Past couple of weeks have been a very hectic week for me. I just started my new summer internship, so I needed some time to settle into my new workplace and living space. Although I’ve been lazy on writing my blog, I did not stop working on my compiler. I did have some success putting some things together, such as basic functions, arithmetic, and variable declaration, but making these work was not a smooth journey for me. I was too excited to just start coding, and did not have a solid plan how I would approach the project. I do now have a pretty clear idea of the whole workflow of my compiler, but that came only after I had to learn a valuable lesson to always have plan before the hard way. So I encourage everyone to always remember to plan thoroughly before working on a big project like making a compiler.
Anyways, enough rambling, I would like to talk about what I have so far. My compiler breaks down into 4 big parts: Lexer, syntax tree generator, grammar classifier, and code generator. Today I will talk about the lexer. As we talked about before, lexer takes a string input, and generate corresponding tokens based on keywords in the input. This is the interface I created for a token, where each token will hold the type and the actual value of the keyword:
type Token struct {
Type string
Value []byte
}
For converting a line of code into a list of tokens, I wrote a very simple function that iterates through the keywords and puts a corresponding token into the result token array. As you can see, the way I catch keywords in a line of code is by splitting the code by space. This means writing a code like “foo(a,b)” cannot be processed correctly, so instead, you must write in a format with space in between the keywords like “foo ( a , b )”. This is something that I will work on to improve in the future, but for now, this is good enough to test the rest of my compiler implementation!

WHAT YOU NEED TO DO ->
1) Render this sentence from the compiler blog post in Spanish: "My compiler breaks down into 4 big parts: Lexer, syntax tree generator, grammar classifier, and code generator."
2) Repeat word for word the part of the compiler blog post that opens with the words containing "Past couple of" and closes with "making a compiler.".
3) Write what comes next in the compiler blog post, picking up after its final sentence.
The records that follow are from a separate source.

DATA PROVIDED ->
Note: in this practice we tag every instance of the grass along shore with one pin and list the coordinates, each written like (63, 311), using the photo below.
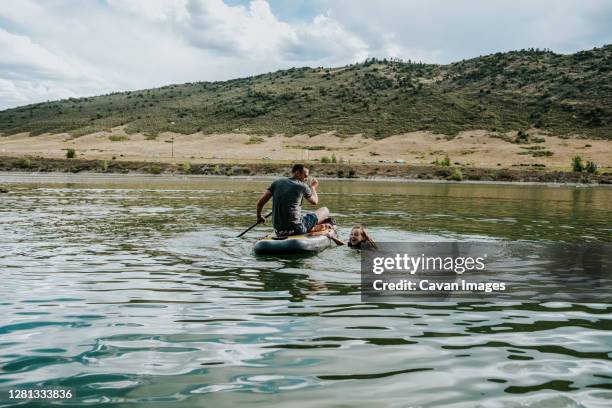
(335, 170)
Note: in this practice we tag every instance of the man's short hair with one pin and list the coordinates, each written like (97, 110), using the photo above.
(297, 167)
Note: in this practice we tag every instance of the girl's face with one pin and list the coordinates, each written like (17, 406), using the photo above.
(356, 236)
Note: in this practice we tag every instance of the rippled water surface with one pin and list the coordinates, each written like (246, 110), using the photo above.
(134, 291)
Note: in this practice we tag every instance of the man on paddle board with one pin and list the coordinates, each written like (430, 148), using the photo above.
(287, 194)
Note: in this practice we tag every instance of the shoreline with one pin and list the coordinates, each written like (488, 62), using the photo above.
(362, 172)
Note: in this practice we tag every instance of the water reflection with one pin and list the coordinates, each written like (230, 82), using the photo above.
(136, 291)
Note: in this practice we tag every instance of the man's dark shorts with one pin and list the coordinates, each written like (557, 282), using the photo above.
(309, 220)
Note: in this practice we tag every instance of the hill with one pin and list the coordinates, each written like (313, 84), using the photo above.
(563, 94)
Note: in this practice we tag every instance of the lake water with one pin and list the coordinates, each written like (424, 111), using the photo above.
(133, 291)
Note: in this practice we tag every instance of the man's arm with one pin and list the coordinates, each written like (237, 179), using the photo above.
(314, 198)
(265, 197)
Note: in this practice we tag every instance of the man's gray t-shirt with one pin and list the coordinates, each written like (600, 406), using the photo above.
(287, 194)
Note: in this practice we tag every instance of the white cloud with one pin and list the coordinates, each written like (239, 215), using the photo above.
(64, 48)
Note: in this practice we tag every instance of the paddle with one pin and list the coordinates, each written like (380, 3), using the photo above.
(253, 226)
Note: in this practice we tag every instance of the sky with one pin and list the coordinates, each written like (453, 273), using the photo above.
(55, 49)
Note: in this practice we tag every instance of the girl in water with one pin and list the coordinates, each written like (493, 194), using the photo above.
(360, 239)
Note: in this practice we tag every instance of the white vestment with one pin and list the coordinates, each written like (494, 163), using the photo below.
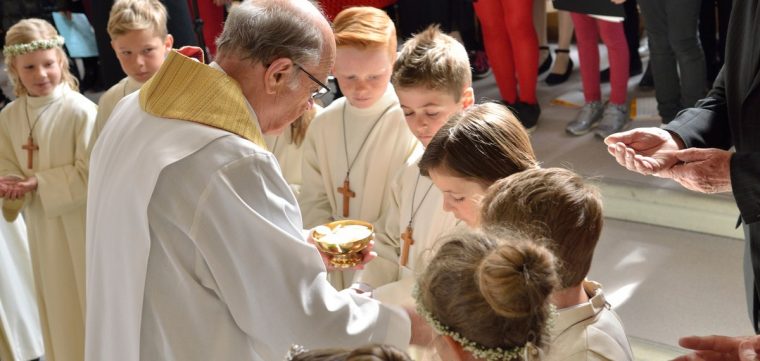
(410, 193)
(55, 212)
(589, 331)
(108, 101)
(206, 249)
(20, 335)
(325, 164)
(289, 155)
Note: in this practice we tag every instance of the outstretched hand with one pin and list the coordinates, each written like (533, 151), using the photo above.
(15, 188)
(720, 348)
(703, 170)
(649, 151)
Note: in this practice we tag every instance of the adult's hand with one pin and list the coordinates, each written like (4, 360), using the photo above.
(7, 184)
(720, 348)
(644, 150)
(21, 188)
(703, 170)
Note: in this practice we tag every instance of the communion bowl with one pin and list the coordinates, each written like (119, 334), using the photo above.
(343, 240)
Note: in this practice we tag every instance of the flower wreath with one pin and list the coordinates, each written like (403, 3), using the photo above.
(477, 350)
(25, 48)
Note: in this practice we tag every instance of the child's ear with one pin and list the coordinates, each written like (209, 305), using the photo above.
(169, 42)
(468, 98)
(277, 74)
(456, 349)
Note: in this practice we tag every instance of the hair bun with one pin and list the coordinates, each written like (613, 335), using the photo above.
(517, 277)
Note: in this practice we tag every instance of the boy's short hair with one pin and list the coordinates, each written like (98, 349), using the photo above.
(365, 27)
(433, 60)
(552, 203)
(131, 15)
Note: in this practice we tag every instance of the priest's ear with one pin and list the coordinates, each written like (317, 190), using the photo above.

ANSWERS FOR THE TASKS ->
1) Mi compilador se divide en 4 grandes partes: lexer, generador del árbol sintáctico, clasificador gramatical y generador de código.

2)
Past couple of weeks have been a very hectic week for me. I just started my new summer internship, so I needed some time to settle into my new workplace and living space. Although I’ve been lazy on writing my blog, I did not stop working on my compiler. I did have some success putting some things together, such as basic functions, arithmetic, and variable declaration, but making these work was not a smooth journey for me. I was too excited to just start coding, and did not have a solid plan how I would approach the project. I do now have a pretty clear idea of the whole workflow of my compiler, but that came only after I had to learn a valuable lesson to always have plan before the hard way. So I encourage everyone to always remember to plan thoroughly before working on a big project like making a compiler.

3)
func tokenizer(line string) []Token {
words := strings.Fields(line)
tokens := []Token{}
for i, w := range words {
if isOperator(w) {
token := Token{
Type: "Operator",
Value: []byte(w),
}
tokens = append(tokens, token)
} else if isDeclaration(w) {
token := Token{
Type: "Declaration",
Value: []byte(w),
}
tokens = append(tokens, token)
} else if isAssignment(w) {
token := Token{
Type: "Assignment",
Value: []byte(w),
}
tokens = append(tokens, token)
} .....
Besides, some simple helper functions to classify keyword types, this is pretty much all I have for the lexer for now. I will keep you all posted on the progress :)